- Problem to work on -
Rewrite the entries from the start down to the line that contains "point(282, 207)", inclusive, replacing "in this photo" with "in this image" and leaving everything else unchanged. Omit the pictures from your answer.

- Records provided -

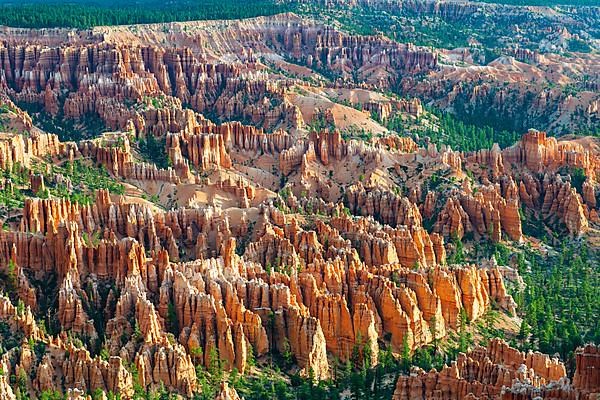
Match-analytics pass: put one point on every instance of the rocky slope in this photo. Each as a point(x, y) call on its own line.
point(219, 242)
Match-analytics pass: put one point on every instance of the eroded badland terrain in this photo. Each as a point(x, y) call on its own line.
point(282, 207)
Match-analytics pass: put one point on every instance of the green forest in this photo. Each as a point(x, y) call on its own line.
point(87, 14)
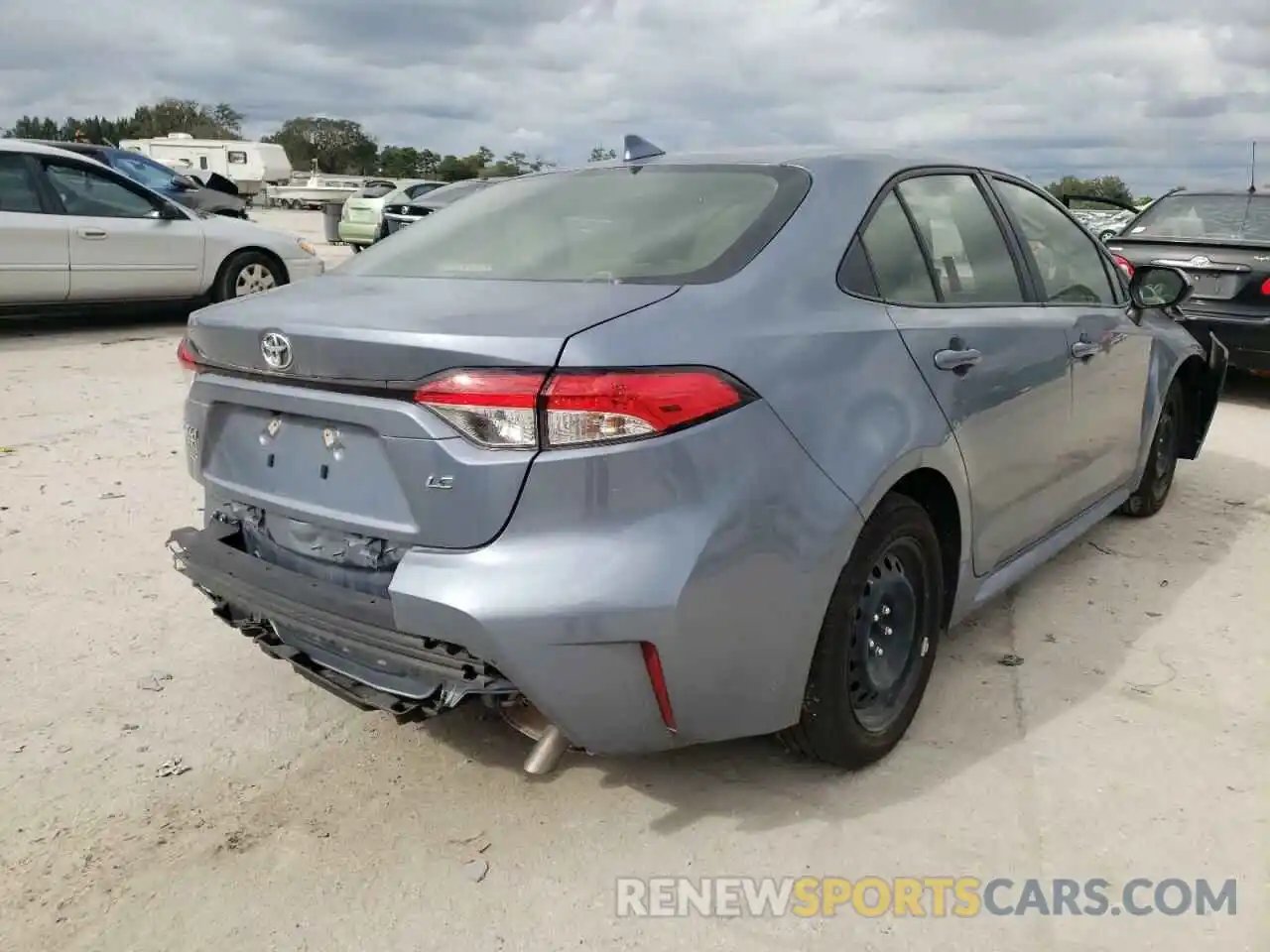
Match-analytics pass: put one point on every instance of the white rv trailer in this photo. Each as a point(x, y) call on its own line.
point(249, 166)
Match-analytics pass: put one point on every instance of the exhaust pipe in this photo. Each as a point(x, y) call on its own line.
point(548, 752)
point(550, 744)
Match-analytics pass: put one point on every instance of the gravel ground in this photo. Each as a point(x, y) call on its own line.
point(168, 787)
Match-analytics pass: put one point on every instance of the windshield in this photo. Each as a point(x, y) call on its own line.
point(653, 223)
point(1206, 217)
point(144, 169)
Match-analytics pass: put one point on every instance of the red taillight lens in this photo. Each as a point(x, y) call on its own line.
point(503, 409)
point(494, 409)
point(189, 358)
point(599, 408)
point(657, 678)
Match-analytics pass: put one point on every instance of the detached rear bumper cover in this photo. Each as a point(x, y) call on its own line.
point(345, 631)
point(715, 562)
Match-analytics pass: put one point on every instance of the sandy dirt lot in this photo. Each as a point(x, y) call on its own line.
point(166, 785)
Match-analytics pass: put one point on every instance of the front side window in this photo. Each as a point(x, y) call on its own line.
point(968, 250)
point(1069, 262)
point(1206, 218)
point(87, 193)
point(652, 223)
point(897, 258)
point(17, 188)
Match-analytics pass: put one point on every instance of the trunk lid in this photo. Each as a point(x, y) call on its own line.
point(363, 209)
point(333, 442)
point(1227, 276)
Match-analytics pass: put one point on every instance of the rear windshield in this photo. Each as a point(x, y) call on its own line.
point(1206, 217)
point(653, 223)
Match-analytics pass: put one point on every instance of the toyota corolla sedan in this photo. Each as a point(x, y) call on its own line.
point(674, 449)
point(75, 234)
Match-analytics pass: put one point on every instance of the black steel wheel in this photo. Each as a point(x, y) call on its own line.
point(1157, 477)
point(878, 643)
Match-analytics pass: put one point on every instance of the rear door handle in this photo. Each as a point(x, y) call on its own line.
point(1084, 349)
point(956, 359)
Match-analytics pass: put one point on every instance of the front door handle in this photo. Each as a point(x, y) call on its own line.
point(957, 358)
point(1084, 349)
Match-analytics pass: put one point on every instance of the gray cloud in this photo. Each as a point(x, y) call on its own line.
point(1161, 91)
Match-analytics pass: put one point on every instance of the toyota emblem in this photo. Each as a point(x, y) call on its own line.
point(276, 350)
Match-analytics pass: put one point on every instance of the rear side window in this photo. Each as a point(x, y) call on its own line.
point(1069, 262)
point(897, 258)
point(966, 248)
point(17, 188)
point(652, 223)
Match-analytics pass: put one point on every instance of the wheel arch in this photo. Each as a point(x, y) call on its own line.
point(1191, 375)
point(275, 258)
point(937, 483)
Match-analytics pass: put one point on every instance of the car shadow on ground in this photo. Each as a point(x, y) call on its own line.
point(1075, 622)
point(151, 321)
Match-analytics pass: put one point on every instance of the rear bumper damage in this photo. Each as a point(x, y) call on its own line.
point(716, 565)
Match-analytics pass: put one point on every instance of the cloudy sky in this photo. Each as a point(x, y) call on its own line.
point(1162, 93)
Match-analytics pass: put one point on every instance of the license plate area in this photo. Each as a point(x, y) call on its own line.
point(1214, 286)
point(307, 466)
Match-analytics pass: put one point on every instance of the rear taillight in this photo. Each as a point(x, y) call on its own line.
point(189, 358)
point(511, 409)
point(657, 679)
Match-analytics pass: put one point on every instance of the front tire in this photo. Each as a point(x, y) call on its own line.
point(878, 643)
point(1157, 479)
point(248, 273)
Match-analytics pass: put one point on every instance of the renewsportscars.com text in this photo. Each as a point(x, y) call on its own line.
point(920, 896)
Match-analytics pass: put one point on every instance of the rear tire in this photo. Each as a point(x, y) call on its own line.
point(878, 643)
point(1157, 479)
point(248, 273)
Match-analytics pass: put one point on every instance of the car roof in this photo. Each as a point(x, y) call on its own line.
point(812, 158)
point(1214, 193)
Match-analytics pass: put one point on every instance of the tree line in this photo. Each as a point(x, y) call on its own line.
point(333, 146)
point(343, 148)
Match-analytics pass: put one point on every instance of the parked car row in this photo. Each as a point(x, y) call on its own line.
point(185, 189)
point(714, 449)
point(1220, 239)
point(75, 231)
point(362, 214)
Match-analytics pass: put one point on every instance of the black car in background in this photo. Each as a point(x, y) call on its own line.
point(1220, 239)
point(183, 189)
point(398, 216)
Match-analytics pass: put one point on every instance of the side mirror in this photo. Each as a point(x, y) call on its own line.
point(1155, 286)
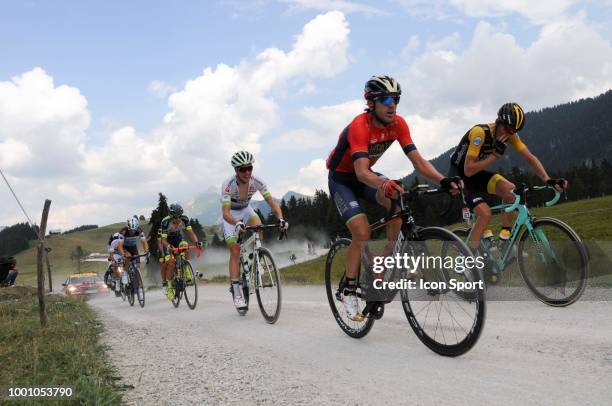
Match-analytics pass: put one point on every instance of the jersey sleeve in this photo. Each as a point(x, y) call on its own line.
point(476, 138)
point(186, 222)
point(358, 139)
point(404, 137)
point(516, 142)
point(226, 198)
point(263, 188)
point(164, 228)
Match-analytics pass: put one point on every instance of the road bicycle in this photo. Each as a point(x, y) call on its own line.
point(446, 321)
point(184, 282)
point(132, 285)
point(550, 255)
point(259, 274)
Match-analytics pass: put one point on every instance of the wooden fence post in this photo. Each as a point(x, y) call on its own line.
point(47, 250)
point(39, 265)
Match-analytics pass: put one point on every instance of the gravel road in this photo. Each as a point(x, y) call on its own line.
point(529, 353)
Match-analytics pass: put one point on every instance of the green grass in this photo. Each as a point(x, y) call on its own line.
point(62, 246)
point(591, 219)
point(66, 353)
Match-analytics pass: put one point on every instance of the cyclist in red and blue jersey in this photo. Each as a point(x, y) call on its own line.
point(350, 177)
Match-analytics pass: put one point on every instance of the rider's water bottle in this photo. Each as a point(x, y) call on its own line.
point(488, 242)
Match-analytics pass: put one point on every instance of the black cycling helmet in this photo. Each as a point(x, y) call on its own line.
point(175, 210)
point(511, 115)
point(379, 86)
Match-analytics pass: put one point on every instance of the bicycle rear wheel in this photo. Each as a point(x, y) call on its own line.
point(191, 286)
point(129, 288)
point(553, 262)
point(448, 321)
point(176, 286)
point(267, 286)
point(139, 287)
point(335, 267)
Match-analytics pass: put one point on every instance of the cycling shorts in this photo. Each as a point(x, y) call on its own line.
point(229, 230)
point(345, 189)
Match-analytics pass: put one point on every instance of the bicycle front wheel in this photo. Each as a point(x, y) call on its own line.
point(448, 317)
point(129, 289)
point(191, 286)
point(335, 268)
point(139, 287)
point(267, 286)
point(553, 262)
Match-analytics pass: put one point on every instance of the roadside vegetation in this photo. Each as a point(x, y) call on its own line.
point(66, 353)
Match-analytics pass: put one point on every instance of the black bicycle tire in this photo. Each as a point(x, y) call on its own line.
point(583, 255)
point(463, 346)
point(351, 332)
point(138, 277)
point(271, 319)
point(176, 301)
point(130, 289)
point(195, 285)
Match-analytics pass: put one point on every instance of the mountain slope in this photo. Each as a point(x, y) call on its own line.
point(562, 136)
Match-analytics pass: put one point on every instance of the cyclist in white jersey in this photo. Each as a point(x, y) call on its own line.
point(236, 193)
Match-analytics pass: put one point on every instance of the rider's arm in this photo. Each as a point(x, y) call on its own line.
point(275, 208)
point(192, 235)
point(145, 244)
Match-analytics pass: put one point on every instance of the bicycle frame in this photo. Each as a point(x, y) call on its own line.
point(253, 243)
point(249, 249)
point(523, 220)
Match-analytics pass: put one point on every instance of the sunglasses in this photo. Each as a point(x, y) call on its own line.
point(510, 129)
point(387, 100)
point(243, 169)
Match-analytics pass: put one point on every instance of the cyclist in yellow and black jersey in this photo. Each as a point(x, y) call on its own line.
point(481, 146)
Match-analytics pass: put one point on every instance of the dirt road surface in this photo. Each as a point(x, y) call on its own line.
point(529, 353)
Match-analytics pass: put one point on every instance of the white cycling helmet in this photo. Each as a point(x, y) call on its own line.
point(383, 85)
point(133, 223)
point(242, 158)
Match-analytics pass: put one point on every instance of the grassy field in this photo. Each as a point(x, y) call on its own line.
point(66, 353)
point(591, 219)
point(62, 246)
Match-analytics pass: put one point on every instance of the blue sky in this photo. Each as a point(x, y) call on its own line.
point(159, 93)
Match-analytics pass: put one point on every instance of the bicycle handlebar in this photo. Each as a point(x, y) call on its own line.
point(552, 201)
point(259, 227)
point(411, 195)
point(187, 248)
point(515, 205)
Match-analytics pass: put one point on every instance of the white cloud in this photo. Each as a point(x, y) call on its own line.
point(41, 123)
point(224, 109)
point(309, 178)
point(159, 88)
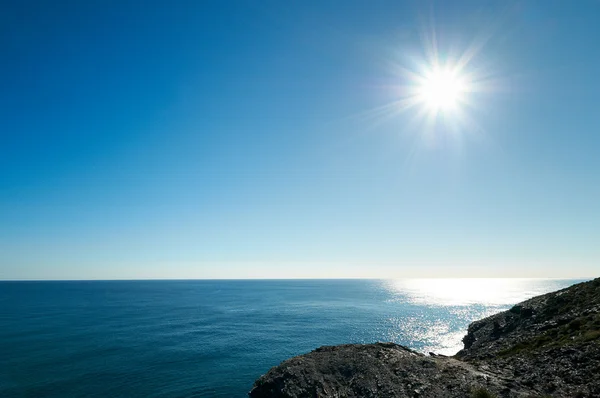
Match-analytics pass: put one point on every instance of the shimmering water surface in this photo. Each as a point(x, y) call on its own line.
point(214, 338)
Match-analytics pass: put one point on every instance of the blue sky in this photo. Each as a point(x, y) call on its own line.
point(263, 139)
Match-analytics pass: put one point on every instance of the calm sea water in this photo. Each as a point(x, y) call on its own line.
point(214, 338)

- Response to the task -
Match-analytics pass: put one point on every instance of the rocky slope in this image. Each as a point(x, y) call on its own line.
point(219, 242)
Match-analytics pass: put one point on every instance of the eroded badland terrain in this image. Each as a point(x, y) call on its own line.
point(282, 207)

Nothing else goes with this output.